DOCUMENT EXCERPT

The summary of Matheson's argument is a simple combination of propositions (1) and (3):
(1) God exists.
(3) Some in hell cannot leave, or some created persons will be consigned to hell forever.
Morgan Luck argues that Matheson's argument is unsound. Luck does this by arguing that Matheson's propositions (11) and (15) are false. Recall that according to proposition (11):
(11) God is the greatest possible being, and heaven (where God communes with His children) should be the greatest possible place.
Luck rejects this proposition by arguing that it is possible for an agent to commune in a place that is less great than itself. Luck reminds us that there are biblical references of God communing with people at Eden and Mount Sinai. So it is either that the biblical reports are false or that, per Matheson's argument, these places are as great as heaven (Luck (Reference Luck2016), 398). Luck then presents propositions (8) and (12), and reminds us that Matheson considered the two propositions as incompatible. According to Matheson:
(8) Everyone in hell can leave.
(12) Heaven is the greatest possible place.
Matheson had argued that if (8) is true, then everyone in heaven can also leave. But this would mean that heaven is not the greatest possible place. But heaven is the greatest possible place. So (8) and (12) are incompatible. Luck asks us which of these propositions God would choose if He cannot choose both. Luck responds by saying that God would choose a situation where heaven is not the greatest possible place (thereby displacing proposition (12)) but heaven will be just slightly less than the greatest possible place. According to Luck, the difference between heaven and the greatest possible place would be so slight that heaven would still be a place which no one would actually want to leave, only that it would still be psychologically theoretically possible to leave. So heaven would be a place where it is psychologically possible to leave, but heaven would still be so great that no one actually wants to leave (and no one might actually leave). This argument enables Luck to reject proposition (12) by denying that heaven is the greatest possible place, so that proposition (8) (everyone in hell can leave) would survive.
In other words, Luck adds propositions (17), (18), and (19) to the debate:
(17) Heaven is not exactly the greatest possible place.
(18) So it is psychologically possible to leave heaven.
(19) If it is psychologically possible to leave heaven, then it is psychologically possible to leave hell.
Problems with Luck's reduction of the status of heaven
I find Matheson's Equality of Escapability principle objectionable for a host of reasons. And I am happy that Luck decided to object to that principle. But I am ultimately disappointed in the way Luck went about it. To begin with, I notice two little imprecisions in Luck's attempt to reject Matheson's argument that heaven is the greatest place. Taken together, these two imprecisions invalidate Luck's rejection of Matheson's argument. The first has to do with Luck's argument that it is possible for an agent to commune in a place that is less great than the agent. The argument that heaven is the greatest possible place, simply because God is the greatest possible being and wherever God communes must be the greatest possible place, is an obvious weakness in Matheson's position. Luck exploits this weakness by simply pointing out that God has communed with His children on earth (which we do not understand as the greatest possible place). This said, I think Matheson and Luck have different understandings of the word ‘commune’, and it seems to me that Matheson's meaning of ‘commune’ goes beyond that of Luck. When we understand heaven (per the three religions and their scriptures) as a place where God communes with his people, we mean something deeper, more engaging, and longer-lasting than the few-sentences, few-minutes messages God passed to Adam in Eden and Moses at Mount Sinai. The two ‘communes’ are not in the same category. I am more inclined to believe that the greater kind of commune attributed to heaven is what Matheson meant. But Matheson's use of the word ‘commune’ was vague enough to attract Luck's response. To repel this response, it is pertinent to be more precise and just point out that God's communing with His children in heaven would be deeper, more engaging, longer lasting, and much more enjoyable than the mere instruction-giving we saw at Eden and Sinai.

EXCERPTED RECORDS

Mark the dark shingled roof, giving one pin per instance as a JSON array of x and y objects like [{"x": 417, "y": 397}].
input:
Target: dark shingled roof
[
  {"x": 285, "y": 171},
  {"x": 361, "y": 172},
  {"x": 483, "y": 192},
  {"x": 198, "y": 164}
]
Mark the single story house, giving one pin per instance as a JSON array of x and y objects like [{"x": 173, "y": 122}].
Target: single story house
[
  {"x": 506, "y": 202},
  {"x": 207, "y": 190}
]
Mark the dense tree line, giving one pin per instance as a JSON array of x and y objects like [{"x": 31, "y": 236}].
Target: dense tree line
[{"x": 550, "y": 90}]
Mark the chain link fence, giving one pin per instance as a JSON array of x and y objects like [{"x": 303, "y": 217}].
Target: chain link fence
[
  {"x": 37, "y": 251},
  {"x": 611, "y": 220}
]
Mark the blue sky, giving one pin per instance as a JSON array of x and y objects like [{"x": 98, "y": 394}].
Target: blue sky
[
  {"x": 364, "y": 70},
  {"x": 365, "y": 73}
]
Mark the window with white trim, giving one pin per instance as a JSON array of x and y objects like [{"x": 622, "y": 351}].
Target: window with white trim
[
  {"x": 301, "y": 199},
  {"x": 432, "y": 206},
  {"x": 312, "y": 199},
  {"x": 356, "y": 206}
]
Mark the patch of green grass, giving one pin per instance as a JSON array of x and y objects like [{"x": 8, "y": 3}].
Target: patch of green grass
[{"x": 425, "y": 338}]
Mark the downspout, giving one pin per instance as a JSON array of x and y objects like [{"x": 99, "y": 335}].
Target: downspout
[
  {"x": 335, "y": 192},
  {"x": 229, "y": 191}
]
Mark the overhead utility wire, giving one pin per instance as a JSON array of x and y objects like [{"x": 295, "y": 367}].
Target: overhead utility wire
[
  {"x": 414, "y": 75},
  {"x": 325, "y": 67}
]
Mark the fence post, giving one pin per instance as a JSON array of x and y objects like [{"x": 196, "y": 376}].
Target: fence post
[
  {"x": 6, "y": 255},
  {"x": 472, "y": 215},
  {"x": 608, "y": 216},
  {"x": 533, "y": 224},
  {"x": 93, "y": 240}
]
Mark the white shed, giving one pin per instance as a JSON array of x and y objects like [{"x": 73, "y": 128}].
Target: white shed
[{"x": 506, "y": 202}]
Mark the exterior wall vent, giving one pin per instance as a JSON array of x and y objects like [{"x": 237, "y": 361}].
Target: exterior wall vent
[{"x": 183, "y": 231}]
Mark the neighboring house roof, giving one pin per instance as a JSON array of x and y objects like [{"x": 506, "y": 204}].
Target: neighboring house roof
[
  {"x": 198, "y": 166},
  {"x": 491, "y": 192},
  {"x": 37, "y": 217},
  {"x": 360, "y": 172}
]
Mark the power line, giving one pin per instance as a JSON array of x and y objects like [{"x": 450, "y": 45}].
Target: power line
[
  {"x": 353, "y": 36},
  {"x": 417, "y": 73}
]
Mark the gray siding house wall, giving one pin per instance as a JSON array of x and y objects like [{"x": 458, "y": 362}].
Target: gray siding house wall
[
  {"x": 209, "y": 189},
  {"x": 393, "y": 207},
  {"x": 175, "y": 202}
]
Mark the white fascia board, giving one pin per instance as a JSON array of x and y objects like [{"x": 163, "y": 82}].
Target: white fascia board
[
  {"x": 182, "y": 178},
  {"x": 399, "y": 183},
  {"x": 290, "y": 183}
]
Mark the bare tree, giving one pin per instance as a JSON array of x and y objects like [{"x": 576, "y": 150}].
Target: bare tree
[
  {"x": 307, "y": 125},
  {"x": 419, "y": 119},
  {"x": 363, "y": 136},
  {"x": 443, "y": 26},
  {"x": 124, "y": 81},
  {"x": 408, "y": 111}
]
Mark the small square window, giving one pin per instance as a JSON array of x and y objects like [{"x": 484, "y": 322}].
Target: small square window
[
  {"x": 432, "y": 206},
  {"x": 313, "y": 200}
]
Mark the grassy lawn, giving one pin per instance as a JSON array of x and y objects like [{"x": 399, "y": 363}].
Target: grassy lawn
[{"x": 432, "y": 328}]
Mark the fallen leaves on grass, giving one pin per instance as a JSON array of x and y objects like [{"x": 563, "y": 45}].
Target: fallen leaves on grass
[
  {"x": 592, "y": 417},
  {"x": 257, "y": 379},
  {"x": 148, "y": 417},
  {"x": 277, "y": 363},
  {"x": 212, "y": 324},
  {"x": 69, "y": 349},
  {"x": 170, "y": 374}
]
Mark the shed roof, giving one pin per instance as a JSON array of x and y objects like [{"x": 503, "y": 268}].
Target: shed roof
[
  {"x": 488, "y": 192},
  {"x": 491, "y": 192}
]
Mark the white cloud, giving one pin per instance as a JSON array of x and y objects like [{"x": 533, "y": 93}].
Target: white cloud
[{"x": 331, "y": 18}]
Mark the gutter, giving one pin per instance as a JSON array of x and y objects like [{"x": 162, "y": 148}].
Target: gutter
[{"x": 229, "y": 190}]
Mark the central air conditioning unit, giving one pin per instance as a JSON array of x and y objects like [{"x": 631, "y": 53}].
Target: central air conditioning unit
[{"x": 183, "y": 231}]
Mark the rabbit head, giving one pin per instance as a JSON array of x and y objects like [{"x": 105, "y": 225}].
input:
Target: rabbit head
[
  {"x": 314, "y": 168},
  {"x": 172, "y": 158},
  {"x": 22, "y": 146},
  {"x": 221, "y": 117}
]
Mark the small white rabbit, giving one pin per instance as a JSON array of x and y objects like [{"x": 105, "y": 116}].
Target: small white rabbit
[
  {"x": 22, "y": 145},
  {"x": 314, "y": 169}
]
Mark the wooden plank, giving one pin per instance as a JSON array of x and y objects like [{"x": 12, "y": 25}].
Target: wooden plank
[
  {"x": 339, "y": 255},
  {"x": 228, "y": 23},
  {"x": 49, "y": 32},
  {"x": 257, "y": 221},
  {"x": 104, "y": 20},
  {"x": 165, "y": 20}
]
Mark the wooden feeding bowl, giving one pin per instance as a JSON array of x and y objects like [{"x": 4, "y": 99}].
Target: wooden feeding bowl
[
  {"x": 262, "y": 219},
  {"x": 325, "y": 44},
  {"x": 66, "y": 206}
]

SHORT EXERCISE
Continue the passage on Luck's objections to Matheson's argument about escaping hell, picking up right after its final sentence.

RIGHT ANSWER
Luck then argues that a world in which heaven is not exactly the greatest possible place (making it possible for people to leave both heaven and hell) is better than a world in which heaven is the greatest possible place (in which case it is impossible to leave heaven, and consequently hell). This leads to Luck's conclusion that God must prefer a world in which heaven is not exactly the greatest possible place, a conclusion Luck uses as a premise to conclude ultimately that people can leave hell. So Luck reduced the status of heaven in his bid to permit escape from hell. But his reduction of heaven is so slight that souls would still normally like to stay in heaven. To begin to destabilize this whole argument about whether heaven is the greatest possible place or not, I must first reject Matheson's argument that heaven is the greatest possible place simply because God communes with His children there. Instead, I would aver that heaven is the greatest possible place, simpliciter. The reason is that heaven is supposed to be the greatest possible place, both in and out of Jewish, Christian, and Islamic scriptures. Indeed, heaven loses its very meaning if it is even remotely suspected not to be the greatest possible place. Second, Luck finds it necessary to reduce the status of heaven (to make heaven and hell equally escapable) because Luck is (at that point) assuming Matheson's Equality of Escapability principle. My refutation of this principle will render Luck's attempt to reduce the status of heaven unnecessary.
If we accept, per the scriptures of the three religions, that heaven is the greatest possible place, we also accept Matheson's argument that it is psychologically impossible to leave heaven. This leads us to accept (per Matheson's Equality of Escapability principle) that it is psychologically impossible to leave hell. Matheson's whole argument is that once we understand that heaven is the greatest possible place, and that it is psychologically impossible to leave heaven, the Equality of Escapability principle kicks in for hell. Since Luck does not question the idea that it is psychologically impossible to leave the greatest possible place, the idea remains, and, together with the Equality of Escapability principle, leads us to the conclusion that hell is not escapable. Proponents of the escapability of hell would, at the very least, need to do something else about either:
(a) The very idea that heaven is the greatest possible place,
(b) The inference from the idea that heaven is the greatest possible place to the conclusion that it is psychologically impossible to leave heaven, or
(c) The inference from the idea that it is psychologically impossible to leave heaven to the conclusion that it is psychologically impossible to leave hell.
Only then could proponents of the possibility of escapability from eschatological abodes do any harm to Matheson's argument. As we will see, I will advance arguments to refute (c).
For the time being, however, I would need to add the following propositions to the debate:
(20) Arguments that heaven is not the greatest possible place are, so far, unconvincing.
(21) Heaven is the greatest possible place.
(22) It is psychologically impossible to leave heaven.
(23) Therefore, it is psychologically impossible to leave hell.
Luck's rejection of Matheson's proposition (15)
Luck next aims to shoot down Matheson's proposition (15): the Equality of Escapability principle itself. According to this proposition:
(15) If heaven is not escapable, then hell is also not escapable (for escapability must apply equally to both heaven and hell).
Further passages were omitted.